Task goal:
Format every line of the entries below as a JSON list of strings, one string per line, and skip blank lines. Leave the pictures out of the list.

Data shown:
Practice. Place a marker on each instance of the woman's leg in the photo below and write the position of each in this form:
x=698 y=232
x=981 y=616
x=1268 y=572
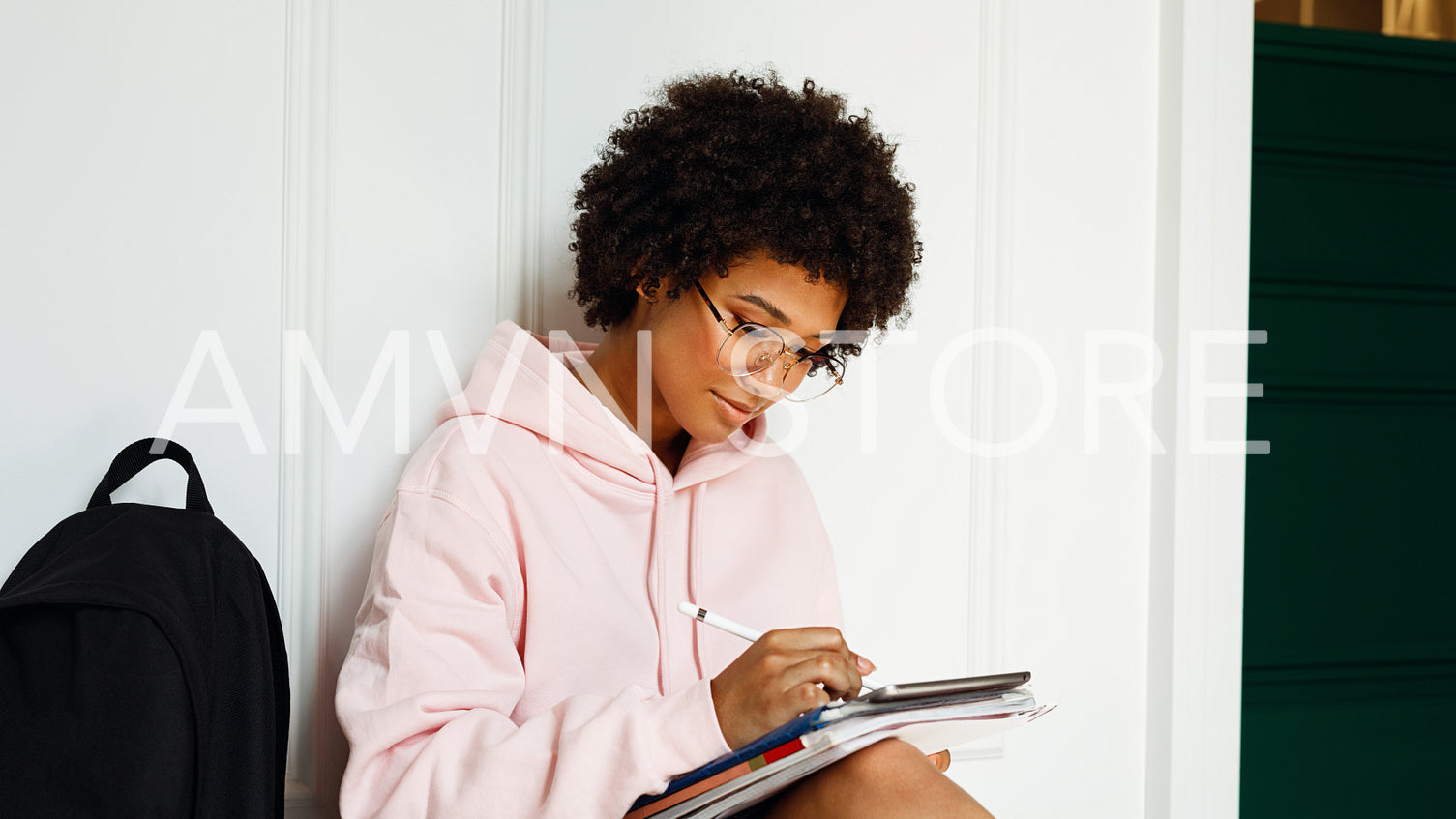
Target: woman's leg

Answer:
[
  "Practice. Place a marker on each instance of the woman's leg in the photo below and write the position of each in this form:",
  "x=698 y=232",
  "x=981 y=616",
  "x=1268 y=572",
  "Target: woman's leg"
]